### Problem
Could you rework the section of the passage about the Harper Conservatives that begins at "A new spirit" and stops after "Social Development Canada.", putting "Crown corporation" in place of "federal agency"?

### Passage given
..............................
Naturally, none of the above is to say that a coalition government would be anything short of the best gift Canada could ask for. But while the NDP certainly needs to make sure that Canadians have positive things to say about the coalition over the holidays, it would seem to have a better chance of doing so with a message which either has a greater chance of reaching more people, or at least fits better into the medium chosen.

A new spirit of openness...

...won't be found within the Harper Cons anytime soon:
CMHC is a federal agency that has been supplying mortgage insurance since 1954, and is currently overseen by Human Resources and Social Development Canada.

In response to a question about its accountability, CMHC said in its statement: “The lines of accountability are very clear, like all Crown corporations CMHC is accountable to Parliament through its minister.”

When The Globe contacted Human Resources Minister Diane Finley, her spokeswoman replied: “We will have to decline and allow CMHC to respond to the questions applicable.”

Wednesday, December 17, 2008

Just curious...

A quick musing on the correlation (or lack thereof) between the Cons' public statements and reality. When Stephen Harper or one of his minions proclaims that any particular statement X is true, would readers think that the Cons' declaration:
(a) provides reason to think that X is more likely to be true than if the Cons had said nothing?
(b) provides reason to think that X is less likely to be true than if the Cons had said nothing?
(c) is entirely valueless in assessing whether or not X is true?

And does the Cons' recent spate of complete contradictions offer some reason to move both (a) and (b) answers toward (c) instead?

Update: Calgary Grit offers up plenty of good reasons to gravitate toward (b).

On self-contradiction

Sometimes, one has to wonder whether the Cons' ever-changing, ever-contradictory messages are less a matter of perceived partisan advantage than a simple form of amusement to see just what they can get away with. This is one of those times:
"The projects we undertake as stimulus must be immediate, they must happen quickly, otherwise there's no point in doing them, there's no point in stimulating the economy when the economy starts to recover," Flaherty said.
That's right: the same Finance Minister whose fiscal update last month put off any stimulus until well into next year - and who just days ago was demanding time before he'd even consider making any decisions - is now lecturing Canadians on the dangers of not investing immediately in the stimulus which Flaherty himself is delaying. And even that only manages to rank as the Cons' second-most glaring self-contradiction of the day.

At this point, I'm not sure there's any way for reports on any single issue to accurately capture the sheer gall involved in the Cons' reversals. But there should be little doubt that there's every reason to look forward to a government which won't suffer from the same degree of aversion to reality.
..............................
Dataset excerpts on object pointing
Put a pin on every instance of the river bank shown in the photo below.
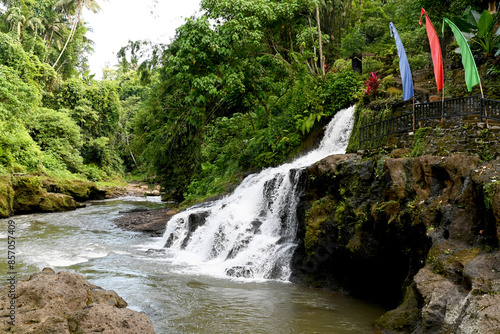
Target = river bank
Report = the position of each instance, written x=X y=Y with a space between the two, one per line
x=26 y=193
x=64 y=302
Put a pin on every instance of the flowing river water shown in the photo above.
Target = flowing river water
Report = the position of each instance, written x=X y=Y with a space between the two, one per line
x=179 y=288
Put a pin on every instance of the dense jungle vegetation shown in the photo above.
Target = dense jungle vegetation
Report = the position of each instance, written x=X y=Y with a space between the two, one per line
x=240 y=87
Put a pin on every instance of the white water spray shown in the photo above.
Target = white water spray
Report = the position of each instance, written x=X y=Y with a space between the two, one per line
x=251 y=233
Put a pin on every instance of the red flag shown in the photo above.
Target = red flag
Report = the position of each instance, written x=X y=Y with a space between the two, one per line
x=437 y=58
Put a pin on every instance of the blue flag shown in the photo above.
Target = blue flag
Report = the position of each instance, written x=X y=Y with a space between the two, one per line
x=404 y=66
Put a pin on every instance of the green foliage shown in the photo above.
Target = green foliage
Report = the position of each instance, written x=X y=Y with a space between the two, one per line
x=28 y=67
x=482 y=28
x=419 y=141
x=58 y=135
x=19 y=152
x=353 y=42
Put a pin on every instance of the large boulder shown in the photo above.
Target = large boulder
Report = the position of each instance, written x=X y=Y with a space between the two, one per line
x=49 y=302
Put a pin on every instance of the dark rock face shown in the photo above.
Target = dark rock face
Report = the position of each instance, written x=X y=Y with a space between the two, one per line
x=421 y=233
x=49 y=302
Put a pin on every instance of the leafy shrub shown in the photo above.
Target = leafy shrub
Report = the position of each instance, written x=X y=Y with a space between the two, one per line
x=58 y=133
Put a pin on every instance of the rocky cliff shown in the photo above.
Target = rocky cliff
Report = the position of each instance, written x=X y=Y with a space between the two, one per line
x=419 y=235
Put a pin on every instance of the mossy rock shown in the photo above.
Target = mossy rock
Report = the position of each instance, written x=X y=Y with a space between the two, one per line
x=79 y=190
x=28 y=193
x=52 y=202
x=315 y=218
x=6 y=197
x=405 y=318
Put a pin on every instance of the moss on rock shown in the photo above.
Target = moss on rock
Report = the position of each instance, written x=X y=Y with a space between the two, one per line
x=6 y=197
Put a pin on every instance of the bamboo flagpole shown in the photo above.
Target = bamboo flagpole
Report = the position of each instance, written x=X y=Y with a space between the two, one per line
x=437 y=56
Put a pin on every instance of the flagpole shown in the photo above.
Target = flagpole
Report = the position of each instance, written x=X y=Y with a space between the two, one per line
x=442 y=108
x=413 y=113
x=485 y=110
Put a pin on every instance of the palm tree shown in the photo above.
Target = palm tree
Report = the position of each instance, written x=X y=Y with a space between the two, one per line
x=75 y=7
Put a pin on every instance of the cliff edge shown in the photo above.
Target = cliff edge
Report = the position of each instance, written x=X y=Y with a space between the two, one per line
x=419 y=235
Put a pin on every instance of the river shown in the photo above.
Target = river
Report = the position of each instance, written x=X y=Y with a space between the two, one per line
x=225 y=267
x=177 y=300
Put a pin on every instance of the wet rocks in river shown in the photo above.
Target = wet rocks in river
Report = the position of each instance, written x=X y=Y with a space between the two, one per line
x=49 y=302
x=147 y=221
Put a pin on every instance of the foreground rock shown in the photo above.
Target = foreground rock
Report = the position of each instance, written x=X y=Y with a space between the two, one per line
x=49 y=302
x=419 y=235
x=148 y=221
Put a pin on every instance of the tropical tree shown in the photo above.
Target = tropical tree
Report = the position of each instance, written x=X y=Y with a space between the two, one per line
x=481 y=29
x=73 y=9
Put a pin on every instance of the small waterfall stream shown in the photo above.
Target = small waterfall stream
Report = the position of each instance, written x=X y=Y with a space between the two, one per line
x=251 y=233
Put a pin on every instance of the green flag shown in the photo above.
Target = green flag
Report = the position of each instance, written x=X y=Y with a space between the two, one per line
x=471 y=73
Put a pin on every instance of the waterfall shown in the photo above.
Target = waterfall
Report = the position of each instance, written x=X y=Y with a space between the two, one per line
x=251 y=233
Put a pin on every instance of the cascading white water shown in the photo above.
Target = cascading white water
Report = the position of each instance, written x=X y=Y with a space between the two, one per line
x=251 y=233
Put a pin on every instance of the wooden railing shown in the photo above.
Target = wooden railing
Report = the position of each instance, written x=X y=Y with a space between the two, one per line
x=486 y=109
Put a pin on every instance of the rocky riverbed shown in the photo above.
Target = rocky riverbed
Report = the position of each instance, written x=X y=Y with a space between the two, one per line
x=147 y=221
x=63 y=302
x=417 y=234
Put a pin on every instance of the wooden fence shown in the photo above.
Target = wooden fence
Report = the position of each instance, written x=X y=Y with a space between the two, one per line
x=485 y=109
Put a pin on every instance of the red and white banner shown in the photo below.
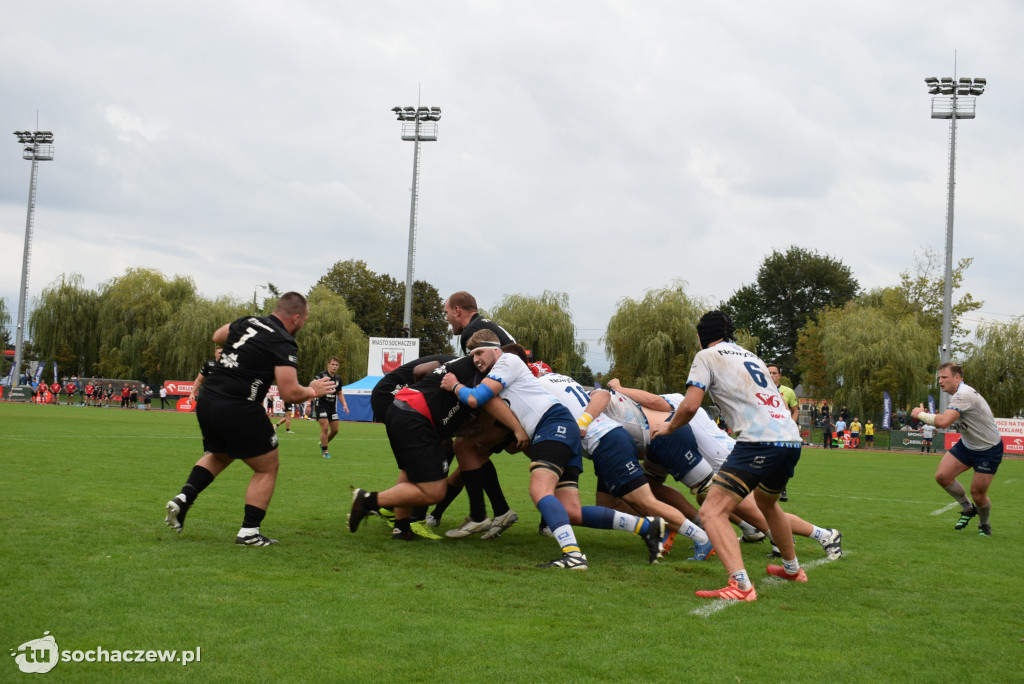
..............................
### Solved exercise
A new spirit of openness...

...won't be found within the Harper Cons anytime soon:
CMHC is a Crown corporation that has been supplying mortgage insurance since 1954, and is currently overseen by Human Resources and Social Development Canada.